### PAGE EXCERPT
· · · · · · ·
A survivor of trauma needs someone who understands, exhibits compassion, and is skilled in working with the aftermath of a life-changing event like trauma. In order to treat trauma most effectively, I have developed several specialties throughout the years. I am skilled in various methods for working with trauma, including EMDR (Eye Movement Desensitization and Reprocessing)– I’m Level 2 Certified , and the Emotional Freedom Technique (EFT, also known as Tapping), and hypnosis. I believe in equipping clients with a “toolbox” of coping skills. I utilize Dialectical Behavioral Therapy (DBT) and Cognitive Behavioral Therapy (CBT) to help people change patterns of behavior that are not helpful
Eye Movement Desensitization and Reprocessing (EMDR)
Eye Movement Desensitization and Reprocessing (EMDR) is a form of therapy that helps patients who suffer from post-traumatic stress disorder (PTSD). When a traumatic or distressing experience occurs, it can overwhelm normal coping mechanisms in the mind. The memories associated are inadequately processed and stored in an isolated memory network. The goal of EMDR therapy is to process these distressing memories, reducing their long-lasting effects and allowing the person to develop more adaptive coping mechanisms to use in their life.
· · · · · · ·
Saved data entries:
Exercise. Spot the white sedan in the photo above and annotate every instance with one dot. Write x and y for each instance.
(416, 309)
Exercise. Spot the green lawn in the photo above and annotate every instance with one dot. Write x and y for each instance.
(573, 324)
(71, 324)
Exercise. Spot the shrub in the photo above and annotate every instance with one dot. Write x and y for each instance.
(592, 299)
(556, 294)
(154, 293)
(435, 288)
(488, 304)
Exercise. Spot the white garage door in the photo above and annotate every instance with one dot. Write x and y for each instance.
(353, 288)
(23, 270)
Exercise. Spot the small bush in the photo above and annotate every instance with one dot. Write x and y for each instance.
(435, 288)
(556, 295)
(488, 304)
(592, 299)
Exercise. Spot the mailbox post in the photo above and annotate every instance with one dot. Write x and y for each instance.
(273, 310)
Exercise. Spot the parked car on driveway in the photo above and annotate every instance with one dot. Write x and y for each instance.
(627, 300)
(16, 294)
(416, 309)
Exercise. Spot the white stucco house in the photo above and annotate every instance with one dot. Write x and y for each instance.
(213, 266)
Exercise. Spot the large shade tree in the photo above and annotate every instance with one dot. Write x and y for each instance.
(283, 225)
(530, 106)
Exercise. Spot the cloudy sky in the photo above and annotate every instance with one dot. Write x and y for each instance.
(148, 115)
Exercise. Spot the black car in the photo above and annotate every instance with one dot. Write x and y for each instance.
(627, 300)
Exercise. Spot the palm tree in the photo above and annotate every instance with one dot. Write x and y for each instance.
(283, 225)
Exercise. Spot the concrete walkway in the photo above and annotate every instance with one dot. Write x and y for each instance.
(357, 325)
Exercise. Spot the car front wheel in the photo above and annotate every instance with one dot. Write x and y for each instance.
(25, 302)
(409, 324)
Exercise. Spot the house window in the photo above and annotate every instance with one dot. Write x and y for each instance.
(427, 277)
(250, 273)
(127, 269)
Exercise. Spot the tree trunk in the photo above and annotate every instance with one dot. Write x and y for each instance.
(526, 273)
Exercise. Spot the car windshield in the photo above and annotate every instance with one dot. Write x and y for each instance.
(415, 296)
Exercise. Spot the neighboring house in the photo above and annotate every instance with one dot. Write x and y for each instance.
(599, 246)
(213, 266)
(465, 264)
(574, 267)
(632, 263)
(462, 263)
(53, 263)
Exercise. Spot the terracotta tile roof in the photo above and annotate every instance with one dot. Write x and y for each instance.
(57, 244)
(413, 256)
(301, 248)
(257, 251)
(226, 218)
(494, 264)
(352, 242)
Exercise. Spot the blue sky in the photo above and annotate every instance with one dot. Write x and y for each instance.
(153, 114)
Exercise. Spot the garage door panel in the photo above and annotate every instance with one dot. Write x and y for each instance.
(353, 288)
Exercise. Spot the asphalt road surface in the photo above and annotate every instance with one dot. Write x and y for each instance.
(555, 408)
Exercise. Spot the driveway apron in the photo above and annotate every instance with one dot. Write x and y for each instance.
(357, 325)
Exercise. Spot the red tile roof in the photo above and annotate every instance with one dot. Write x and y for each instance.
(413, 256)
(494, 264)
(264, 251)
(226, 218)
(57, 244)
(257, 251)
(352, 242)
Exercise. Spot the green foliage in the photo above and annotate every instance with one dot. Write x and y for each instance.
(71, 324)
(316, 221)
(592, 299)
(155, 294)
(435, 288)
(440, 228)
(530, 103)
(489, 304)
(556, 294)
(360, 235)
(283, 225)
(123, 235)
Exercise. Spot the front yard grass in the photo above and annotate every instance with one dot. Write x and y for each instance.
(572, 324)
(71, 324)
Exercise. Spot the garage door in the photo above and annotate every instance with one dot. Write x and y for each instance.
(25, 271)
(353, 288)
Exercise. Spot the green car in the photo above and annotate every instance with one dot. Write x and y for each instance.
· · · · · · ·
### WHAT TO WORK ON
(a) Summarize the passage on trauma therapy in two sentences.
(b) Write the next part of the passage on trauma therapy, picking up after its final sentence about the goal of EMDR therapy.

### ANSWERS PER TASK
(a) The writer treats trauma with methods including EMDR (holding Level 2 certification), the Emotional Freedom Technique (also called Tapping), and hypnosis, and uses DBT and CBT to help people change unhelpful patterns of behavior. EMDR is a therapy for people with PTSD that processes distressing memories stored in an isolated memory network, reducing their long-lasting effects and allowing the person to develop more adaptive coping mechanisms.

(b)
We have found that any technique that brings the brain’s attention across the midline of the body is as effective as actual eye movements. Instead of eye movement, I usually use a gizmo that gently vibrates alternately in each hand. My clients find this more comfortable and less “work” than eye movements.
Researchers are still unsure of how or why EMDR works. There are, however, numerous studies proving its effectiveness. EMDR was once thought to be “fringe” science. However, since its inception there has been so much research proving how effective it is, that now every major insurance company reimburses for the use of this powerful technique.
My thoughts on EMDR, after being a practitioner for over two decades, is that it helps your emotions get on board with your rational/reasonable mind. For example, consider the woman who comes into therapy stating that her husband is violent toward her, but that she loves him. She might waffle back and forth between wanting to leave and wanting to stay in the relationship. EMDR somehow allows the two aspects of the mind (emotion and reason) to align. Once your emotional and reasonable parts of your mind align, behavior change that once seemed overwhelming or difficult comes naturally.
Most survivors of trauma want (desperately) to “get over” the aftermath of the trauma. However, wanting to and being able to are often two different things. EMDR allows the individual to heal on a deep level. No amount of deciding to put something behind you works like this technique. EMDR actually allows you to process the trauma in a new way, allowing the traumatic memories and their aftermath to settle into a different place in your thoughts. Actually allowing you to put upsetting material in the past where it belongs–not still affecting your current life.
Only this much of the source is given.